◆ What to do
Repeat the data below with no changes.

(Natural-language object grounding data)
※ ※ ※

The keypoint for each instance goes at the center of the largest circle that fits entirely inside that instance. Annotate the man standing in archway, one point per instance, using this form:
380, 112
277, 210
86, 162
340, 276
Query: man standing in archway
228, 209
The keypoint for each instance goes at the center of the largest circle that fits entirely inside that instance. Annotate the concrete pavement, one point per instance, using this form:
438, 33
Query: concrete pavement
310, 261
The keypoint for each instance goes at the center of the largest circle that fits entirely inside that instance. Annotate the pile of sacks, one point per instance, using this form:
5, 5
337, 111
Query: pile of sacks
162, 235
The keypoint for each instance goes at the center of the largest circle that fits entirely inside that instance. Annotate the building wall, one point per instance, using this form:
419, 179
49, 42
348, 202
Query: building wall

※ ※ ※

◆ Exercise output
The keypoint for each instance goes at the center of the largest circle that fits entirely inside that instance. Annotate the man standing in archway, one point per instance, using this form:
380, 112
277, 210
86, 162
340, 276
Query: man standing in archway
228, 209
The keypoint for each instance goes at the center of the largest circle that fits entirely inside that instance. Annotate the concrete pavement, one point per instance, using this form:
438, 33
Query: concrete pavement
310, 261
The keypoint for each instance goes at the center of the largest circle that fits entirely inside that instance. Annotate the pile of sacks, one point per instance, using this form:
5, 5
337, 111
Query: pile of sacks
162, 235
The keypoint for each instance goes at the center of the largest circle that fits entirely inside that instance. Annotate the building wall, one point per instance, using this form:
419, 179
49, 42
348, 202
Query: building wall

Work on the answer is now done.